Excerpt from a dataset
━━━━━━━━━━━━━━━━━━━━━━━━━━━━━━

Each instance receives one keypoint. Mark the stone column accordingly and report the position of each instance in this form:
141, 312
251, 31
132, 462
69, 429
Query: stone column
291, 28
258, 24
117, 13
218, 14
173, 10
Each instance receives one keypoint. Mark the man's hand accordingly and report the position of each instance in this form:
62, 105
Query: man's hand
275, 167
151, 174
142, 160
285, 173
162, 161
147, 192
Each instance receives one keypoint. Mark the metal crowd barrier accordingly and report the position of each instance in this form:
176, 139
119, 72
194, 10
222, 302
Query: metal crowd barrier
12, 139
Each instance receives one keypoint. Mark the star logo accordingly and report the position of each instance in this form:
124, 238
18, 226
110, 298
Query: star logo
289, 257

━━━━━━━━━━━━━━━━━━━━━━━━━━━━━━

◆ **TASK TO COMPLETE**: Repeat, character for character, the lines from the one that holds "Each instance receives one keypoint. Mark the man's" to the final line of the material, inclusive, and no other lines.

◆ **RESULT OF THIS TASK**:
Each instance receives one keypoint. Mark the man's hand accordingly and report the position of each instance in this form:
62, 105
Query: man's hand
275, 167
151, 174
142, 160
285, 173
162, 161
147, 192
Each instance receives one keypoint. Mark the metal crowd barrier accordingly and report the position of each instance in this form:
176, 139
119, 72
194, 10
222, 302
Query: metal crowd barrier
12, 139
Each instance receives one keypoint. Mark the star logo accordingly and report the position of each instance in this form:
124, 238
18, 226
110, 298
Query: star logo
289, 257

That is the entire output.